### BRIEF
Arrange the records below as a Markdown table with the columns "No." and "Line", one numbered row per line, skipping blank lines. Leave the pictures out of the table.

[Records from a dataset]
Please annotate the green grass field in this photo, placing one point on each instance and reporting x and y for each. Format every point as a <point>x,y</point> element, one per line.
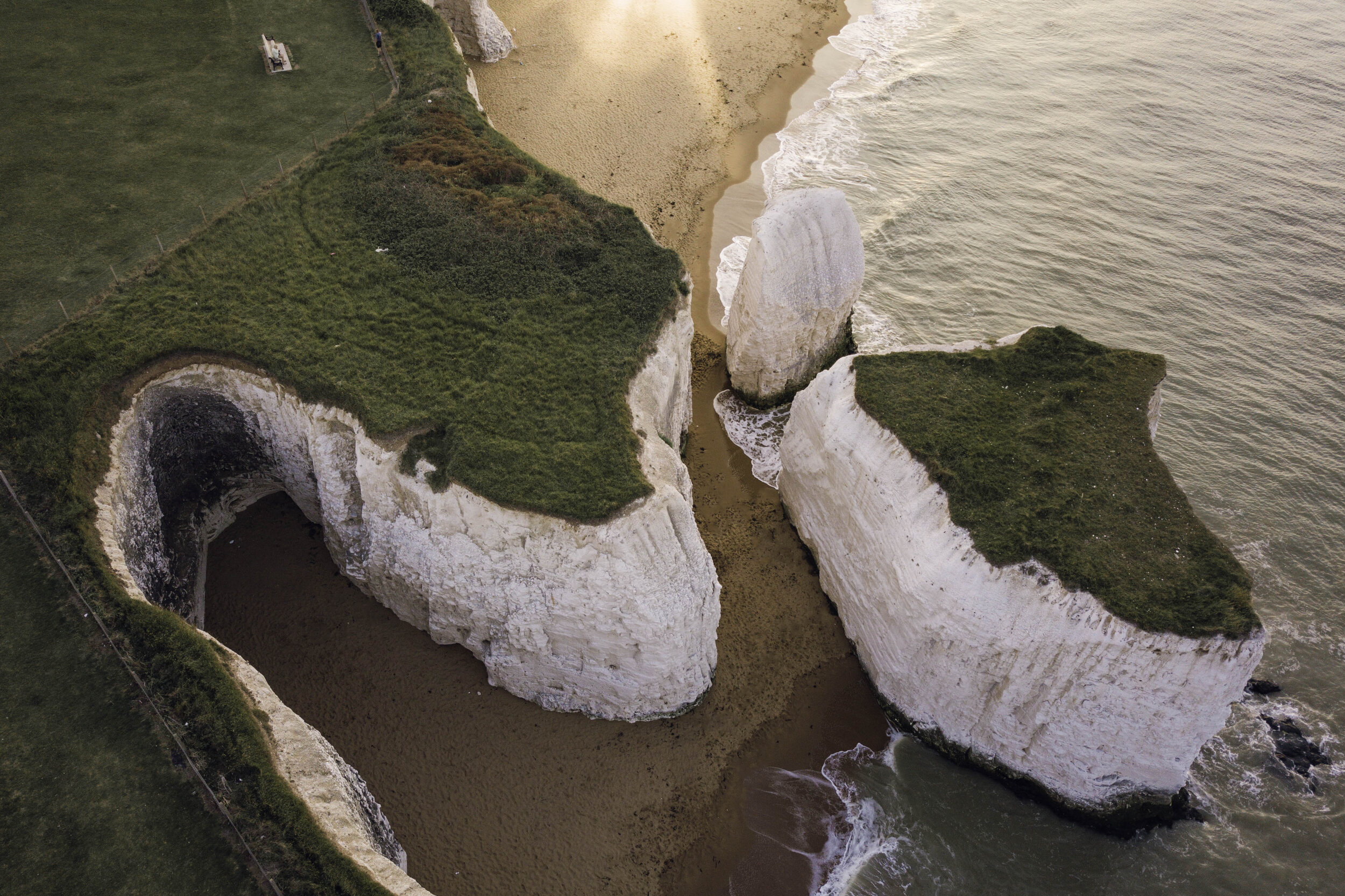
<point>1044,452</point>
<point>502,326</point>
<point>88,801</point>
<point>124,116</point>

### RESULT BELOW
| No. | Line |
|---|---|
| 1 | Please annotate the green grass field in this photo, placing one point on each instance and reporting x and y for each. Format every point as a <point>x,y</point> element, one per line. |
| 2 | <point>1044,452</point> |
| 3 | <point>502,326</point> |
| 4 | <point>88,801</point> |
| 5 | <point>124,116</point> |